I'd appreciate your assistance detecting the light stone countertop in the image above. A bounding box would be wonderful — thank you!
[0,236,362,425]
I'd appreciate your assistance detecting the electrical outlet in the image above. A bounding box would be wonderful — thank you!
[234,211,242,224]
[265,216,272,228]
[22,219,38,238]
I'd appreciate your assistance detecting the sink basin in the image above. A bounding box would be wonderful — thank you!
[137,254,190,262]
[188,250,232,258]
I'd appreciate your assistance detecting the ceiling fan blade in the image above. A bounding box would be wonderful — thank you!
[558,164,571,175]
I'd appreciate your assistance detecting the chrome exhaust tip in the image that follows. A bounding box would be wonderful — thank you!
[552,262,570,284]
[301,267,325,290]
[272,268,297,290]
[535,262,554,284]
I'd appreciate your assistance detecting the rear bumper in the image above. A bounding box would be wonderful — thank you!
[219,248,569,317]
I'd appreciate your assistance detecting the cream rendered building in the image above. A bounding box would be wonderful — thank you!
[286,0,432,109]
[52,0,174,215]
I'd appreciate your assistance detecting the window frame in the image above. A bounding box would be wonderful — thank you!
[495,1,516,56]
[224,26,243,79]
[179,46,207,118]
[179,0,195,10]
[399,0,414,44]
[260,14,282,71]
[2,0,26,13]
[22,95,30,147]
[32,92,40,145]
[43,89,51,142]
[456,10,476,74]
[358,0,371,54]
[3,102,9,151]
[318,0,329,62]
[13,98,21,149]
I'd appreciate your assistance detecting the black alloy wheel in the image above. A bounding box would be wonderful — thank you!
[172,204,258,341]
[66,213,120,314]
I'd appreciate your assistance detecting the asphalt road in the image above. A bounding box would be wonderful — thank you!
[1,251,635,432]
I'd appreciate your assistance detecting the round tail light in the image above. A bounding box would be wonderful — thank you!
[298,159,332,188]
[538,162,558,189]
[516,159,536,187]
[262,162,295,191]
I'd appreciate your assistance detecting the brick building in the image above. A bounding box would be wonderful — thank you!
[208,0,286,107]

----

• [Work item]: Your response must consist of all the records, retyped exactly.

• [Exercise solution]:
I'd appreciate your assistance detecting the light stone countertop in the image above. A bounding box would be wonderful — thank you!
[0,236,362,425]
I'd appreciate your assistance detecting the electrical outlet in the image above. A bounding box would be wonderful — thank you!
[234,211,242,224]
[265,216,272,228]
[22,219,38,238]
I'd appreciate your assistance detecting the sink basin in the image above. A bounding box would be wonderful — thank you!
[137,254,190,262]
[188,250,232,258]
I'd appreciate your assistance detecting the ceiling fan blade in the image above. A bounding box would be wonderful — thank you!
[558,164,571,175]
I'd appreciate your assistance detecting the chrome exhaust tip in the image that follows. A bounding box would be wonderful — thank you!
[552,262,570,284]
[301,267,325,290]
[272,268,297,290]
[535,262,554,284]
I'd appreciate your assistance detecting the rear bumper in the image above. A bounding box would be wonderful — thank you!
[219,248,569,317]
I'd appreciate your assistance detecting the cream rendered building in the image above. A bounding box would be wonderful — thank you!
[286,0,432,109]
[52,0,174,215]
I'd appreciate your assistance detecting the window frame in the image above. A bounding box would be wonderful — thank you!
[495,1,516,56]
[224,26,243,79]
[179,46,207,118]
[179,0,195,10]
[399,0,414,44]
[260,14,282,71]
[2,0,26,13]
[22,95,30,147]
[32,92,40,145]
[43,89,51,142]
[456,10,476,74]
[358,0,371,54]
[3,102,9,151]
[318,0,329,62]
[13,98,21,149]
I'd appreciate your assistance detecting the black alloy wheel in the image above. A bounding box would be wonderful — thank you!
[172,204,258,341]
[66,213,120,314]
I'd appreciate your assistance detecting the asphalt road in the image above. A bounding box would be wonderful — thank you!
[1,251,635,432]
I'd appreciate your assistance detecting the round tail light in the image above. A bounding box would be wonderful — thank you!
[298,159,332,188]
[538,162,558,189]
[516,159,536,187]
[262,162,295,191]
I'd appreciate your assistance detecting the brick building in the image above. A bounding box would be wonderful — thank you!
[208,0,286,107]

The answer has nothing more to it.